Records contained in a dataset
• • • • • • •

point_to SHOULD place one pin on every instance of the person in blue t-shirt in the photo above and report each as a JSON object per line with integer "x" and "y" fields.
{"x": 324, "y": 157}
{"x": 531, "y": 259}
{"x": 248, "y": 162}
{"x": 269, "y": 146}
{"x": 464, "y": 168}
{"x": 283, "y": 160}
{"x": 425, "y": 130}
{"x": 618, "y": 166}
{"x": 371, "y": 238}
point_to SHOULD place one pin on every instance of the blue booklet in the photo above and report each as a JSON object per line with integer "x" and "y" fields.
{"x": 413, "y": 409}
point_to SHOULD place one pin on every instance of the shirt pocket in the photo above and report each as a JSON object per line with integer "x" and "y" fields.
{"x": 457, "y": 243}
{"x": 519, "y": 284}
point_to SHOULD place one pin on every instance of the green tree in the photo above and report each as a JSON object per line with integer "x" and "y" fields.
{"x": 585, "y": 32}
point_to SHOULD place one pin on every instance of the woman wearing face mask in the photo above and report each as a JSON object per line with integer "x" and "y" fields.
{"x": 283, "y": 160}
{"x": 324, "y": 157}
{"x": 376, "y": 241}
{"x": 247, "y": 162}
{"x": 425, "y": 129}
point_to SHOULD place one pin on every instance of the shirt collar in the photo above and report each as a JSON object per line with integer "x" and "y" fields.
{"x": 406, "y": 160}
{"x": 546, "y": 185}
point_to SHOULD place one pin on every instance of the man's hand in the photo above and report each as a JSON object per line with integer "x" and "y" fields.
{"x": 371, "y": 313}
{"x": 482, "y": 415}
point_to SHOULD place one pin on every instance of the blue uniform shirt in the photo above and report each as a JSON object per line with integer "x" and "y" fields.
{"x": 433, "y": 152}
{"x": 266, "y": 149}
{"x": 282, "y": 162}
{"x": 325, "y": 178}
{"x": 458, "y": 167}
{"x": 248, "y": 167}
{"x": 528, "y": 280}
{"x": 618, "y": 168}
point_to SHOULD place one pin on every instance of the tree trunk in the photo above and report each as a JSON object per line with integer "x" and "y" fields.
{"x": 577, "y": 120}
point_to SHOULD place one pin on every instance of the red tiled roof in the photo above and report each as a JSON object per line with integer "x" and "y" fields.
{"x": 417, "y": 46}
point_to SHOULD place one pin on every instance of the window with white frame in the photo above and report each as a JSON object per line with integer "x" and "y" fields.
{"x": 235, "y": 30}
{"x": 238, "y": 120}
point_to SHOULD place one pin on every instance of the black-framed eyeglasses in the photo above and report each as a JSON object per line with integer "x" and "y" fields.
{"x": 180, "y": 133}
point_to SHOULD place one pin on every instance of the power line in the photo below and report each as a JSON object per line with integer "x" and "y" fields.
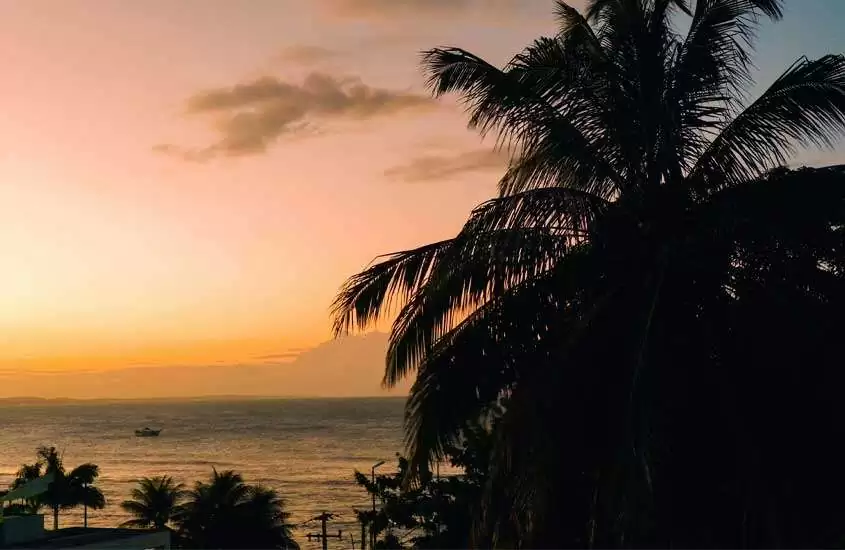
{"x": 323, "y": 535}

• • • • • • •

### EXERCISE AIM
Please output each line above exactly and omit all images.

### ANSWER BELOW
point_to SHOULD place one pin on every instance of the person in blue t-shirt in the photo above and report each as a JSON object per line with integer "x" and "y" fields.
{"x": 324, "y": 157}
{"x": 531, "y": 259}
{"x": 248, "y": 162}
{"x": 269, "y": 146}
{"x": 464, "y": 168}
{"x": 283, "y": 160}
{"x": 425, "y": 130}
{"x": 618, "y": 166}
{"x": 371, "y": 238}
point_to SHOULD place one pin on every instance of the blue booklet in the photo above and report each as a JSON object per line with integer "x" and "y" fields.
{"x": 413, "y": 409}
point_to SHOULD place one pin on every instance of the shirt pocket in the photo above and report each as a JSON object per line with integer "x" and "y" fields.
{"x": 457, "y": 243}
{"x": 519, "y": 284}
point_to SHOULD place one pin on every instance of the green tree in the photo above and report each as a JSON object per line with integer "x" and "y" fields.
{"x": 585, "y": 32}
point_to SHOULD place one pin on every instance of the woman wearing face mask in the photo above and report each as a JSON object per line with integer "x" and "y" fields.
{"x": 283, "y": 160}
{"x": 324, "y": 157}
{"x": 376, "y": 241}
{"x": 247, "y": 162}
{"x": 425, "y": 129}
point_to SHOULD place one pin on every instance of the shirt collar in the photo above and report each as a JSON object per line with integer "x" and "y" fields.
{"x": 406, "y": 160}
{"x": 546, "y": 185}
point_to SHOULD place one pin on every instance of the man's hand in the photo above and report each as a JSON object per line with integer "x" and "y" fields.
{"x": 371, "y": 313}
{"x": 482, "y": 415}
point_to SHOULD place one pin on every instance of the blue uniform shirt in the photo above and report each as a JSON object per line with integer "x" and "y" fields.
{"x": 433, "y": 152}
{"x": 266, "y": 149}
{"x": 282, "y": 162}
{"x": 325, "y": 178}
{"x": 458, "y": 167}
{"x": 248, "y": 167}
{"x": 528, "y": 280}
{"x": 618, "y": 168}
point_to SHOULD place one pin on every instance of the tree trunk in the photo above and report each as a JSON object per line with integer "x" and "y" fields.
{"x": 577, "y": 120}
point_to SHOULD place one pin on every instance of the red tiled roof in the photo above and report each as a JSON object per line with integer "x" and "y" fields.
{"x": 417, "y": 46}
point_to SHOULD place one pin on every instance of the window with white frame in the photo above and report each as a JSON object per line with integer "x" and "y" fields.
{"x": 235, "y": 30}
{"x": 238, "y": 120}
point_to SHOULD place one pin on every instance of the black-framed eyeglasses in the photo above and report each as a JSON object per line with integer "x" and "y" fields.
{"x": 180, "y": 133}
point_to SHOULD place one pin on every instance of the power line in the photo below and report each as a JSON object per line with integer "x" and "y" fields.
{"x": 323, "y": 535}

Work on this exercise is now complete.